### EXCERTO SELECIONADO
>>>>>
Por falta de um colega meu que costuma dar expressão plástica, coube-me a mim a tarefa de ocupar essa horinha. Ora... eu não percebo mesmo nada de expressão plástica e, admito, não tenho qualquer jeito. Vou gostando de dar um ou outro rabisco e sempre gostei de pintar, mas tudo o que insira colagens e recortar, é incompatível com a minha (in) competência na área. Por isso, lá lhes pedi que pegassem numa folha e que, em dois espaços distintos, desenhassem um momento feliz e um momento triste da sua vida. No final, estavam convidados a partilhá-las com o grupo.
Fiquei espantada com a dificuldade inicial em cumprir a tarefa! Não pela dificuldade do desenho, não pela exigência artística da coisa, mas pela dificuldade em pensarem de facto em coisas menos positivas. Houve um ou dois que se chegaram a mostrar muito zangados com a tarefa. Explique-lhes que nós temos pequenas gavetas cá bem dentro de nós e que , muitos de nós, escolhemos pôr as coisas feias nas gavetas mais fundas e escuras, mas que não é por isso que elas lá deixam de estar, e que essas gavetas arranjam sempre uma forma, de se escancararem, às escondidas, quando menos esperamos. É uma espécie de marotice traquina, que as impedem de estar quietas. E, por isso, é sempre melhor sermos nós, no nosso tempo, a escolhermos quando as desejamos abrir, para não sermos surpreendidos, com teias de aranha. Contudo, com a banda sonora certa, ( sim que eu tenho fama de andar sempre com a música às costas), e com uma partilha minha, lá se foram sentindo mais confiantes para falarem das suas experiências e, a que de mais falaram, foi a experiência de morte. Especialmente dos seus animais.
<<<<<
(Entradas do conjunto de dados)
>>>>>
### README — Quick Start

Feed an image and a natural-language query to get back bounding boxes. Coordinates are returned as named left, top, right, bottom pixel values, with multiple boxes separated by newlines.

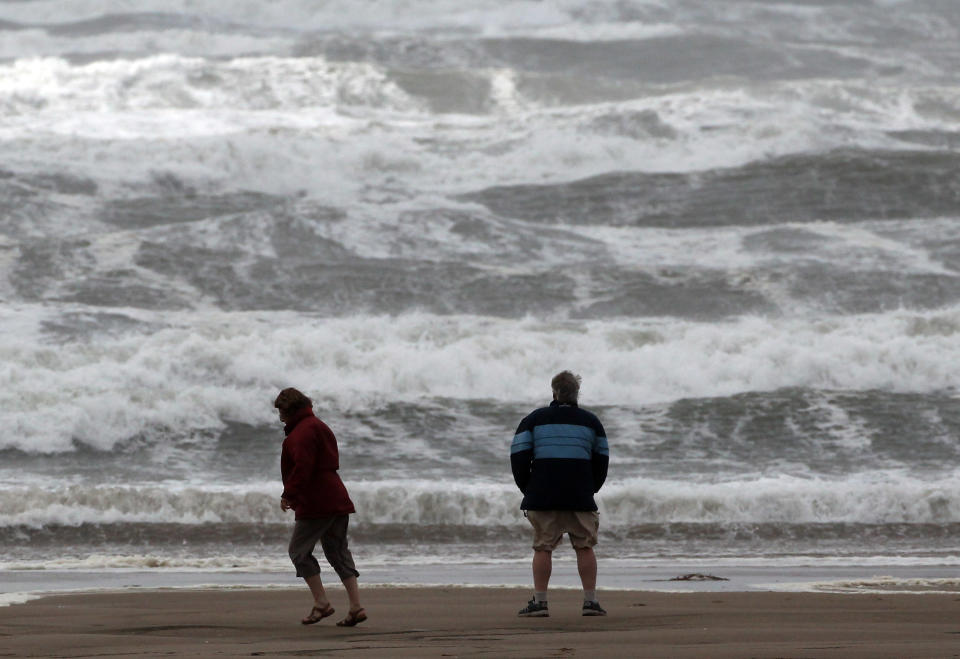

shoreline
left=0, top=585, right=960, bottom=658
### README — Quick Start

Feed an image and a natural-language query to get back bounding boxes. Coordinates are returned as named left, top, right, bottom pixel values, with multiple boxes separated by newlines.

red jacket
left=280, top=406, right=356, bottom=519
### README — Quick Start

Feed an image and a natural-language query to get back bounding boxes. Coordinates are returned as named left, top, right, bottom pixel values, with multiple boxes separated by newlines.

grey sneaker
left=517, top=599, right=550, bottom=618
left=583, top=602, right=607, bottom=616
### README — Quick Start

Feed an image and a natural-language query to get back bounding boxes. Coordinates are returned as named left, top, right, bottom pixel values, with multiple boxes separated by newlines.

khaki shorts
left=527, top=510, right=600, bottom=551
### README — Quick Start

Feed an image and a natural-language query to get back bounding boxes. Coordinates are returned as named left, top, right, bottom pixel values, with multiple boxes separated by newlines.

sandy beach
left=0, top=587, right=960, bottom=658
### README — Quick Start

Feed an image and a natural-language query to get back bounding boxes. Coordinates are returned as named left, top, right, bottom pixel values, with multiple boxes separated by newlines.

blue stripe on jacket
left=533, top=423, right=597, bottom=460
left=510, top=430, right=533, bottom=455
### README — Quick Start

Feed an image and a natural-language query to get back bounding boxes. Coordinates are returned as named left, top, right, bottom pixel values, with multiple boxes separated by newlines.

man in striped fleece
left=510, top=371, right=610, bottom=617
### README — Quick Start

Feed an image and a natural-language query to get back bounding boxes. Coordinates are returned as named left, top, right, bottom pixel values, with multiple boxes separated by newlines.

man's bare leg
left=343, top=577, right=363, bottom=613
left=303, top=574, right=330, bottom=609
left=576, top=547, right=597, bottom=593
left=533, top=549, right=553, bottom=593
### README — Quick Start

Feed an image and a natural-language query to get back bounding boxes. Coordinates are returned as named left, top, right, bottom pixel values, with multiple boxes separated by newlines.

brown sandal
left=300, top=604, right=334, bottom=625
left=337, top=608, right=367, bottom=627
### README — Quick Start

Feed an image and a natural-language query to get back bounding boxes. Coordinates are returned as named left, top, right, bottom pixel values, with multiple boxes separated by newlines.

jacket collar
left=283, top=405, right=313, bottom=435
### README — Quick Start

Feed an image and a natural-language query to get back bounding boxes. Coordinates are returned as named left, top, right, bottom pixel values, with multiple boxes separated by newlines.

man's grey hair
left=550, top=371, right=580, bottom=403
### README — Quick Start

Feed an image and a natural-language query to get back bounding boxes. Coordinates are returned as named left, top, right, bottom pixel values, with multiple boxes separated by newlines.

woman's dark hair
left=550, top=371, right=580, bottom=403
left=273, top=387, right=313, bottom=415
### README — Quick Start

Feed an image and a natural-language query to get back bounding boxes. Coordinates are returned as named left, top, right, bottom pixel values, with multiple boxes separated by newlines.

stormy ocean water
left=0, top=0, right=960, bottom=597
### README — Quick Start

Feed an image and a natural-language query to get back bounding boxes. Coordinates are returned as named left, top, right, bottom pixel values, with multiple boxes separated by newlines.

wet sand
left=0, top=587, right=960, bottom=658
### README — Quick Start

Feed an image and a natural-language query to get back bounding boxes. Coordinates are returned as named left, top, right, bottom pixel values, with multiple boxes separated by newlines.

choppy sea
left=0, top=0, right=960, bottom=597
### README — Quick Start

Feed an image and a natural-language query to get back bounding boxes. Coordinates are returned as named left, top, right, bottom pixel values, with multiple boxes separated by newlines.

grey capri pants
left=289, top=515, right=360, bottom=581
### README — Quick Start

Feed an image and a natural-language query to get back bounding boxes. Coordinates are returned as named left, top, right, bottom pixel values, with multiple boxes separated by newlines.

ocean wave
left=0, top=55, right=416, bottom=116
left=0, top=474, right=960, bottom=540
left=0, top=307, right=960, bottom=453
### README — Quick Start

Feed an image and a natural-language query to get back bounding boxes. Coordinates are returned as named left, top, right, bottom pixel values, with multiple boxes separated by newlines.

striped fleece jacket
left=510, top=401, right=610, bottom=510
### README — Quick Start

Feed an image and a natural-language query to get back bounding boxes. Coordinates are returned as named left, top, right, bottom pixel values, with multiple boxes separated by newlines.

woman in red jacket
left=273, top=388, right=367, bottom=627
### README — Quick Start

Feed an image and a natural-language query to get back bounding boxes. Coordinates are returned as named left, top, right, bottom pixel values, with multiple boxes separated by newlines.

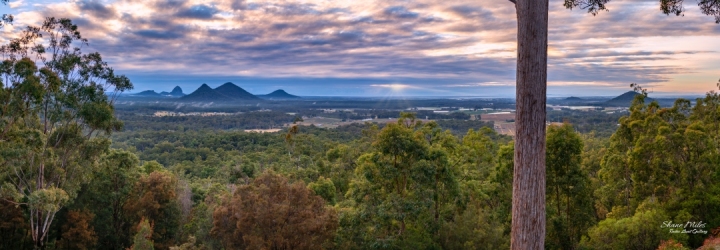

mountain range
left=134, top=86, right=185, bottom=97
left=605, top=91, right=653, bottom=107
left=180, top=82, right=300, bottom=102
left=258, top=89, right=300, bottom=100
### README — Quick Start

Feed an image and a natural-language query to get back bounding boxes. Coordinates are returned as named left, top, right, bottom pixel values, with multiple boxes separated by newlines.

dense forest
left=0, top=18, right=720, bottom=249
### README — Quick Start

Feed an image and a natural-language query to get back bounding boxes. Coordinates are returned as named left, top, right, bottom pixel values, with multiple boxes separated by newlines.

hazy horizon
left=0, top=0, right=720, bottom=96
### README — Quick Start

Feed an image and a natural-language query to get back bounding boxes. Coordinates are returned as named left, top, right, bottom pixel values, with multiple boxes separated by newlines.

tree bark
left=510, top=0, right=548, bottom=250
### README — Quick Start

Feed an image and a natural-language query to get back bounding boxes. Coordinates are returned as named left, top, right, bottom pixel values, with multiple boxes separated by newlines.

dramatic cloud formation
left=3, top=0, right=720, bottom=96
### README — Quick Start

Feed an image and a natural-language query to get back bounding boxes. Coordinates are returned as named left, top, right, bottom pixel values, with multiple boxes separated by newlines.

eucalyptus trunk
left=510, top=0, right=548, bottom=250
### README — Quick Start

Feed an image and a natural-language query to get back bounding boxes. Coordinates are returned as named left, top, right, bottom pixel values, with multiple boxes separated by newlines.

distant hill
left=565, top=96, right=584, bottom=102
left=605, top=91, right=653, bottom=107
left=160, top=86, right=185, bottom=97
left=215, top=82, right=258, bottom=100
left=259, top=89, right=300, bottom=99
left=170, top=86, right=185, bottom=97
left=180, top=83, right=233, bottom=102
left=135, top=90, right=160, bottom=97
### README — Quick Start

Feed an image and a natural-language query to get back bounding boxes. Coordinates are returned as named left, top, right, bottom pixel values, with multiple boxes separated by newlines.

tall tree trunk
left=510, top=0, right=548, bottom=250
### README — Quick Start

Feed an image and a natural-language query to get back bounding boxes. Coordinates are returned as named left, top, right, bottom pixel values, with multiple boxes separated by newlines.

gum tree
left=509, top=0, right=720, bottom=249
left=0, top=18, right=132, bottom=248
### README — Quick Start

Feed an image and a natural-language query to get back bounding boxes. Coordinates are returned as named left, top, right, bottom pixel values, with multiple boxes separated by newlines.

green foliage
left=0, top=18, right=132, bottom=247
left=130, top=218, right=155, bottom=250
left=73, top=150, right=142, bottom=250
left=212, top=171, right=337, bottom=249
left=308, top=176, right=336, bottom=205
left=596, top=87, right=720, bottom=247
left=341, top=113, right=459, bottom=248
left=580, top=204, right=687, bottom=250
left=545, top=123, right=595, bottom=249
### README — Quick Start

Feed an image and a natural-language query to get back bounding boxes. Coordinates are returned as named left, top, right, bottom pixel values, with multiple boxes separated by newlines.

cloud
left=176, top=4, right=220, bottom=19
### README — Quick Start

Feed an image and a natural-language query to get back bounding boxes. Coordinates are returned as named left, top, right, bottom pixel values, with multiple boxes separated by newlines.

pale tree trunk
left=510, top=0, right=548, bottom=250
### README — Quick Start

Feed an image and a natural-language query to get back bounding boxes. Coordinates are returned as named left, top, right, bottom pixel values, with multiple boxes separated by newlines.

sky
left=0, top=0, right=720, bottom=97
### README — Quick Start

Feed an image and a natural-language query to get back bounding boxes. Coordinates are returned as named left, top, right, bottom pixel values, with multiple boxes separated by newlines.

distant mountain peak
left=135, top=90, right=160, bottom=96
left=182, top=82, right=258, bottom=102
left=215, top=82, right=258, bottom=100
left=607, top=91, right=653, bottom=107
left=261, top=89, right=300, bottom=99
left=170, top=86, right=185, bottom=96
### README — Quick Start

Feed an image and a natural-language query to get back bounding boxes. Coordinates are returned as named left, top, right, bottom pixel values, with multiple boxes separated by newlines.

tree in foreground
left=212, top=172, right=337, bottom=249
left=0, top=18, right=132, bottom=248
left=509, top=0, right=720, bottom=249
left=130, top=218, right=155, bottom=250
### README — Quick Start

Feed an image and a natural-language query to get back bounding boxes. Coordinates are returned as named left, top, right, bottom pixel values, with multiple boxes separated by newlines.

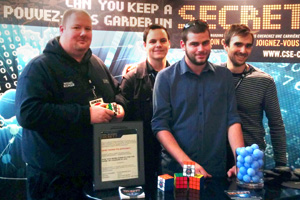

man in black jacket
<<<<<
### DESCRIÇÃO DA TAREFA
Por favor, repita palavra por palavra a parte do relato sobre a aula de expressão plástica, começando em "Por falta de" e terminando em "com o grupo.". O material não tem qualquer papel nisto.

### RESOLUÇÃO DO PROBLEMA
Por falta de um colega meu que costuma dar expressão plástica, coube-me a mim a tarefa de ocupar essa horinha. Ora... eu não percebo mesmo nada de expressão plástica e, admito, não tenho qualquer jeito. Vou gostando de dar um ou outro rabisco e sempre gostei de pintar, mas tudo o que insira colagens e recortar, é incompatível com a minha (in) competência na área. Por isso, lá lhes pedi que pegassem numa folha e que, em dois espaços distintos, desenhassem um momento feliz e um momento triste da sua vida. No final, estavam convidados a partilhá-las com o grupo.